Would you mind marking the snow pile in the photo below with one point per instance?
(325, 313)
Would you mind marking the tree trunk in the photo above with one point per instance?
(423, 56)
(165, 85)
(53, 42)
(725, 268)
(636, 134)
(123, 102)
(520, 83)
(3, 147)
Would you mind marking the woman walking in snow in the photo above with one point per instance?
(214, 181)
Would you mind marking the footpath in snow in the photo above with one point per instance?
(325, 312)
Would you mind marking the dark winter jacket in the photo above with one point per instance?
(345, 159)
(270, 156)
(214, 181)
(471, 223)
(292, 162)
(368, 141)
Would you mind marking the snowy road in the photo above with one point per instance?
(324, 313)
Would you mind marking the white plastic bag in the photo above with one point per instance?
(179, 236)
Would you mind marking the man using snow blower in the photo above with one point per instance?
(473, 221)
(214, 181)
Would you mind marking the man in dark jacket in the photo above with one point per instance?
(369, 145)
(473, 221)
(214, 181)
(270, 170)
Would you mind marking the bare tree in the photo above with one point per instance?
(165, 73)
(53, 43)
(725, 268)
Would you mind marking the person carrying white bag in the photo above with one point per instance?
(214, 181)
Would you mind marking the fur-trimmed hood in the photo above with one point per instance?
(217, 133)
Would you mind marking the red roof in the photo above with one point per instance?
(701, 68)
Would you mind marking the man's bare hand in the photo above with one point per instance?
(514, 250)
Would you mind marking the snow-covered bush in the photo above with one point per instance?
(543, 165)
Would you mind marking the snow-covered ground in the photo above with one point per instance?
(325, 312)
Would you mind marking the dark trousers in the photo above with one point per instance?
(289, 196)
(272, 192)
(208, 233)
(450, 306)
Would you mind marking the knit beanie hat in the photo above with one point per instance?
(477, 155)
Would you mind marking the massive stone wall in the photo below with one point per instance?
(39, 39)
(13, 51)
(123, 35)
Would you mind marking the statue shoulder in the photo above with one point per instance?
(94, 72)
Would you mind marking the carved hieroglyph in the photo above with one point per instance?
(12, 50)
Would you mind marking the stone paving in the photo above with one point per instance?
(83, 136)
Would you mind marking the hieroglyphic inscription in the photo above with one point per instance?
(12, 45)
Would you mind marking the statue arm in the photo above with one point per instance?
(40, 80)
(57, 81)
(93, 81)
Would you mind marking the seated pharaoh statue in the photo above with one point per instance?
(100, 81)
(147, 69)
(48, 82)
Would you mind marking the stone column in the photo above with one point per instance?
^^^^
Problem statement »
Repeat the material in full, exactly as it reads.

Reply to the exercise »
Would you mind marking the snow pile in the photo below with one point per instance?
(325, 313)
Would you mind marking the tree trunk in the photo above with one point per instance?
(423, 56)
(165, 85)
(53, 42)
(725, 268)
(636, 134)
(123, 102)
(520, 83)
(3, 147)
Would you mind marking the woman walking in snow in the photo above with one point per instance?
(214, 181)
Would you mind marking the footpath in snow in the photo above with one point per instance?
(325, 312)
Would you mind marking the dark winter jacket in the photo above with one point per instance?
(345, 159)
(270, 156)
(214, 181)
(471, 223)
(292, 162)
(368, 141)
Would you mind marking the snowy road in the photo above with one point per instance?
(324, 313)
Would you mind marking the white plastic bag in the photo above with one point per instance?
(179, 236)
Would you mind marking the man using snow blower in the photo above with one point per instance?
(473, 221)
(214, 181)
Would you mind marking the man in dark jacket in the photo above with one point per instance?
(369, 145)
(473, 221)
(214, 181)
(270, 170)
Would you mind marking the bare tree in the photo above with one point per instance?
(165, 73)
(53, 43)
(725, 268)
Would you mind marking the person carrying white bag in the photo above with one point per instance?
(214, 181)
Would you mind marking the fur-trimmed hood in the photo above with one point per instance?
(217, 133)
Would you mind marking the red roof in the photo above with one point per instance?
(701, 68)
Would you mind marking the man's bare hand in the photo above with one point per instance?
(514, 250)
Would you mind marking the snow-covered bush in the photo above with one point per instance?
(543, 165)
Would you mind marking the snow-covered ground in the photo above with one point per instance?
(325, 312)
Would you mind marking the dark trousers in the photo above with one point per instance?
(289, 196)
(272, 192)
(208, 233)
(450, 306)
Would you mind marking the knit beanie hat in the photo above with one point per instance?
(477, 155)
Would you mind marking the massive stone wall in the photo below with one point per instance?
(39, 39)
(13, 51)
(123, 35)
Would you mind marking the statue shoulder in the photo above with one point per instance?
(94, 72)
Would you mind marking the carved hieroglyph in the photo above with one point per instance?
(12, 50)
Would you mind marking the stone paving in the photo above with one point per instance?
(83, 136)
Would you mind marking the hieroglyphic inscription in the photo above with one point per instance?
(12, 45)
Would you mind marking the statue arm in the photo above with one point per instance?
(40, 80)
(57, 81)
(93, 81)
Would you mind marking the seated pharaoh statue in the photo above with one point per instance?
(100, 81)
(147, 69)
(48, 82)
Would you mind marking the stone column in the photo above with one point per instance?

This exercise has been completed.